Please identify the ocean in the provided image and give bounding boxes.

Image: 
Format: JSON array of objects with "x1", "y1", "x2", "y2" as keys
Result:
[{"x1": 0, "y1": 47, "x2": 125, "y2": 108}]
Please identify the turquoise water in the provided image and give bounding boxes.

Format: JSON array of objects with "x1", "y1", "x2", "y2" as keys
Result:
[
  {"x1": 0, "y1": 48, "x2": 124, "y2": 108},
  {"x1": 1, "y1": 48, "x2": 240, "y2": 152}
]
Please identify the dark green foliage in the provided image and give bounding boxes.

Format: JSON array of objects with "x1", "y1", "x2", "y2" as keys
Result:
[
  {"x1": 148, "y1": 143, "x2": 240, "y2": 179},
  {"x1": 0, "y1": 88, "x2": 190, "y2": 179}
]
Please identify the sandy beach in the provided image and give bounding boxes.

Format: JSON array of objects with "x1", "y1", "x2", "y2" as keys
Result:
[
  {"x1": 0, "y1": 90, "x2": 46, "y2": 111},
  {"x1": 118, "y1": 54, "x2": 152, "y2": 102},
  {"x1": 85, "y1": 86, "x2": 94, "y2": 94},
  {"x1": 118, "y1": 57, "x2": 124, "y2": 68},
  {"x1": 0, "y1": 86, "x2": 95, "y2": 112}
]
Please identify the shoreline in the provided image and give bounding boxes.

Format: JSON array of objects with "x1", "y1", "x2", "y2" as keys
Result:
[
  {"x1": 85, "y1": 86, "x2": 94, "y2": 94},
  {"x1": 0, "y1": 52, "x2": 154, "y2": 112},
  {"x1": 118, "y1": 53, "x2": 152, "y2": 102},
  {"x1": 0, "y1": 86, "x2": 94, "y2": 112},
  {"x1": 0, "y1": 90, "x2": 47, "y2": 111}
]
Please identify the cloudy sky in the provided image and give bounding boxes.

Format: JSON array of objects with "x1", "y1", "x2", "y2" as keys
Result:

** WHAT YOU WILL DO **
When you output the entries, keep every line exactly as it appears above.

** EXERCISE ANSWER **
Please identify the ocean in the provided image and give bounding boxes.

Image: 
Format: JSON array of objects with "x1", "y1", "x2", "y2" as keys
Result:
[{"x1": 0, "y1": 47, "x2": 125, "y2": 108}]
Please identify the turquoise water in the provided image and give bounding boxes.

Format: JSON array of objects with "x1", "y1", "x2", "y2" as keys
Result:
[
  {"x1": 0, "y1": 48, "x2": 124, "y2": 108},
  {"x1": 1, "y1": 48, "x2": 240, "y2": 152}
]
Please identify the dark green foliage in the provided image and give bounding boxes.

Format: JSON array of objects with "x1", "y1", "x2", "y2" as keys
Result:
[
  {"x1": 148, "y1": 143, "x2": 240, "y2": 179},
  {"x1": 0, "y1": 88, "x2": 190, "y2": 179}
]
Please identify the sandy beach in the provided image and give bounding boxes.

Format: JSON array of objects with "x1", "y1", "x2", "y2" as keys
Result:
[
  {"x1": 0, "y1": 90, "x2": 46, "y2": 111},
  {"x1": 118, "y1": 54, "x2": 152, "y2": 102},
  {"x1": 85, "y1": 86, "x2": 94, "y2": 94},
  {"x1": 118, "y1": 57, "x2": 124, "y2": 68},
  {"x1": 0, "y1": 86, "x2": 95, "y2": 112}
]
Please identify the shoreline in the provided image and give bounding boxes.

Format: JSON array of objects with "x1", "y1", "x2", "y2" as keys
Result:
[
  {"x1": 85, "y1": 86, "x2": 94, "y2": 94},
  {"x1": 0, "y1": 52, "x2": 154, "y2": 112},
  {"x1": 118, "y1": 53, "x2": 152, "y2": 102},
  {"x1": 0, "y1": 86, "x2": 94, "y2": 112},
  {"x1": 0, "y1": 90, "x2": 47, "y2": 111}
]
Please identify the cloudy sky in the provided image and give bounding boxes.

Format: JSON array of objects with "x1", "y1", "x2", "y2" as keys
Result:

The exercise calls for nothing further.